(Collected data)
──────────────────────────────

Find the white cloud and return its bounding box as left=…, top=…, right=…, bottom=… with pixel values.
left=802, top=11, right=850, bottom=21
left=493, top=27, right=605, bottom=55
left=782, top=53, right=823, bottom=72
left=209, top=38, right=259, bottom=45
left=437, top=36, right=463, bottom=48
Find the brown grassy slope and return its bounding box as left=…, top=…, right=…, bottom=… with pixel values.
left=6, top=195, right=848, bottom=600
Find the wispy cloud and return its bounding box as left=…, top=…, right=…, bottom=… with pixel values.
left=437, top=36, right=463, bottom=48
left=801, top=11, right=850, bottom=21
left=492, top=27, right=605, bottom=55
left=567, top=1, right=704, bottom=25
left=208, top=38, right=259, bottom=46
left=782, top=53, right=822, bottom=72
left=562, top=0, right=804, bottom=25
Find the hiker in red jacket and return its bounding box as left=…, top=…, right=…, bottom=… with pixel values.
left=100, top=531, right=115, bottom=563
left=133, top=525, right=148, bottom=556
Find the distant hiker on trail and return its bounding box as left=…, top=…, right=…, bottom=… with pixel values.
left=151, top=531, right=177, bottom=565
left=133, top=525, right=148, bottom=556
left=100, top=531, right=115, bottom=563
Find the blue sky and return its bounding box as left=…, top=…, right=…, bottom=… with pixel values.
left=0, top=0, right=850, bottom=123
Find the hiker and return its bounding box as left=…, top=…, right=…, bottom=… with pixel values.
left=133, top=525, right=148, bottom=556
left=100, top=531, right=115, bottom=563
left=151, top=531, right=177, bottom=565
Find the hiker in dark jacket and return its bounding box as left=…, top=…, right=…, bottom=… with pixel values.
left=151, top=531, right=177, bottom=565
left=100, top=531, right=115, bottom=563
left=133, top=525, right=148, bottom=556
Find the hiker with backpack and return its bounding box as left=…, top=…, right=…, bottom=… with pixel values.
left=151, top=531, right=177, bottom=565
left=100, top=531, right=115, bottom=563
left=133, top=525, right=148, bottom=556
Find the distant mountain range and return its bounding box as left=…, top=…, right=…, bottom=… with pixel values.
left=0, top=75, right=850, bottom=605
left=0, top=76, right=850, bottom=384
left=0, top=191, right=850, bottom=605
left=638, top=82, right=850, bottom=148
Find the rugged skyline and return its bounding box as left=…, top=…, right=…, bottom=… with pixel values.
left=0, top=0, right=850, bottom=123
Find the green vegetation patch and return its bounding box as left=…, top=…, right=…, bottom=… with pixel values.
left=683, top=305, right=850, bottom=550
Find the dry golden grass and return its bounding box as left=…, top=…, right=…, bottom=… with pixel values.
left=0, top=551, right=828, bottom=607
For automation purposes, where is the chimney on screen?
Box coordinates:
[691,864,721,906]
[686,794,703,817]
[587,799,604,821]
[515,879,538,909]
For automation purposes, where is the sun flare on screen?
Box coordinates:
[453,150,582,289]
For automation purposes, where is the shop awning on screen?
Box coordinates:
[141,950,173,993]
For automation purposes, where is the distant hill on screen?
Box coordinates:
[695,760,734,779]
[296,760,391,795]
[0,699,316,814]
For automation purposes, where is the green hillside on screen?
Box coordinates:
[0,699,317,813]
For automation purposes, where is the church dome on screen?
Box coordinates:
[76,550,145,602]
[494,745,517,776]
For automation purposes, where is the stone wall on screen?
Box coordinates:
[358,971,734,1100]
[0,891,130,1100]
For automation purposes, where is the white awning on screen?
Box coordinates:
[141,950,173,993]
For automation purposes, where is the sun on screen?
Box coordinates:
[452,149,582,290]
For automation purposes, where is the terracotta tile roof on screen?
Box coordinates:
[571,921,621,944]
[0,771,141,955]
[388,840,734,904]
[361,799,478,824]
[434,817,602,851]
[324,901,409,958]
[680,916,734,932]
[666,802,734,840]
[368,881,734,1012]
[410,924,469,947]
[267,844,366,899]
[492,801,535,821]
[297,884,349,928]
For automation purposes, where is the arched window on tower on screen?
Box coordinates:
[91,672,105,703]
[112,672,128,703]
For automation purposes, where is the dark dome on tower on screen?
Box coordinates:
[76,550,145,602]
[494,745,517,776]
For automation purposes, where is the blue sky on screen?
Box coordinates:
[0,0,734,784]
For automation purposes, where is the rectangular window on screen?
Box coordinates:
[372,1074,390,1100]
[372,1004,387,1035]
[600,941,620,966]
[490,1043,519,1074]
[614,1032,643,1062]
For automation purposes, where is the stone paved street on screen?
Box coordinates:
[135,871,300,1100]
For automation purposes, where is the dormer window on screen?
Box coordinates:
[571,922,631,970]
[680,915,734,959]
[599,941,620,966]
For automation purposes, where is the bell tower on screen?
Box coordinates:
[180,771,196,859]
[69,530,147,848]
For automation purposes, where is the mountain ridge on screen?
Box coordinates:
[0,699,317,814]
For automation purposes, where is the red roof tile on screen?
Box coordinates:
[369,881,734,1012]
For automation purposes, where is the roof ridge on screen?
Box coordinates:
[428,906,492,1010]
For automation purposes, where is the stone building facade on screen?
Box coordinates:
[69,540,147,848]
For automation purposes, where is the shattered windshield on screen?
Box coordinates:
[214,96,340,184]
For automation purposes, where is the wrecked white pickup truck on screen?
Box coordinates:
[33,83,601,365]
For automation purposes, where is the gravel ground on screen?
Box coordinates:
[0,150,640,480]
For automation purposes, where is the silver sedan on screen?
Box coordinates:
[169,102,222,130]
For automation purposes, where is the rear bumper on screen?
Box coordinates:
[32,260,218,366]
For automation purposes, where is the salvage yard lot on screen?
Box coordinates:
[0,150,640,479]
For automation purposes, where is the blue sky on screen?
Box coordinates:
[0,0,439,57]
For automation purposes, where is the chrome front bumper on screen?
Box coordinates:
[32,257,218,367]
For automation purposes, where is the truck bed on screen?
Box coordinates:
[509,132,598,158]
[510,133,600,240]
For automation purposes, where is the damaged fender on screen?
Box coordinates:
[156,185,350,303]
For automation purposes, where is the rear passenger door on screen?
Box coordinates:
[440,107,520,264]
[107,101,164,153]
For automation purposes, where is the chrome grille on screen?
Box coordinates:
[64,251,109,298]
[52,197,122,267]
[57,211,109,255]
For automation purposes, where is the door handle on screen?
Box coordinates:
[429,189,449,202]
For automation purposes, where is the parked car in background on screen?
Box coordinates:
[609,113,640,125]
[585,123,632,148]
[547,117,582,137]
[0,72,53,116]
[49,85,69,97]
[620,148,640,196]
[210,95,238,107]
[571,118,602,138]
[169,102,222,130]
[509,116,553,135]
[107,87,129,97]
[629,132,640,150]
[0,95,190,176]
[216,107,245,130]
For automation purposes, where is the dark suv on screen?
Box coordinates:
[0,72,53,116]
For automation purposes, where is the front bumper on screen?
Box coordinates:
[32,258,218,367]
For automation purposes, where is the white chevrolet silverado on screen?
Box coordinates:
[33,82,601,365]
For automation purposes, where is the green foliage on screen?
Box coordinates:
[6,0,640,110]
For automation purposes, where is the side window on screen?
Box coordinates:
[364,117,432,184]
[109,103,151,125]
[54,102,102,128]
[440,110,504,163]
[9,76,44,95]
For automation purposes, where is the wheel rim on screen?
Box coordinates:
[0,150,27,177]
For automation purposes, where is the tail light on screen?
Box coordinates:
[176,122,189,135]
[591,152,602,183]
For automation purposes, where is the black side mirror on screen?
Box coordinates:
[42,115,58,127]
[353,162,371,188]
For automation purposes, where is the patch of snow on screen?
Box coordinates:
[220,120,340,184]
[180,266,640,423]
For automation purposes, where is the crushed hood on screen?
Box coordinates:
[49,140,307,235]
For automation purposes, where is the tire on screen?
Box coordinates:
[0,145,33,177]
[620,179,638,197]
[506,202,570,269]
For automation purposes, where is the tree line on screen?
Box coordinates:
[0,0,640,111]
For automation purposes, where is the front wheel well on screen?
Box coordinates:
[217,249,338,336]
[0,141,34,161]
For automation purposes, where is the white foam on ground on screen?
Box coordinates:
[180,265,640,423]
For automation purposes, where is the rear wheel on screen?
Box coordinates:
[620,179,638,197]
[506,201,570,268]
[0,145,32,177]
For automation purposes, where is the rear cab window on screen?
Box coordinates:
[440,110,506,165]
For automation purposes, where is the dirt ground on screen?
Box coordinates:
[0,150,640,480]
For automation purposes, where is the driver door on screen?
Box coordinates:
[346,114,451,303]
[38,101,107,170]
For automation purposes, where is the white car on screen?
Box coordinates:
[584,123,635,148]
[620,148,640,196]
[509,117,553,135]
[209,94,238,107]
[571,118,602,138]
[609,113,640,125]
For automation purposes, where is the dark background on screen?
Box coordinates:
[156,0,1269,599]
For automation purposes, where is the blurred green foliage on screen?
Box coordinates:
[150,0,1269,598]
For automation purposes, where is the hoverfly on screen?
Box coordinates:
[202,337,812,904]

──────────────────────────────

Please rescale the part that opens with the line containing "For automation purposes, where is the tail" and closes with the line containing "[353,162,371,188]", both included. Write out every line of it again, keeping the other lines unchanged, but multiply each box coordinate in the answers by 1.45 and round to whole numbers, with halves rounding up.

For automation purposes, where is the tail light on screen?
Box coordinates:
[255,177,274,196]
[857,220,873,265]
For automation purposes, where is the black side mirror on screen?
Box coordinates:
[61,167,84,184]
[512,235,538,273]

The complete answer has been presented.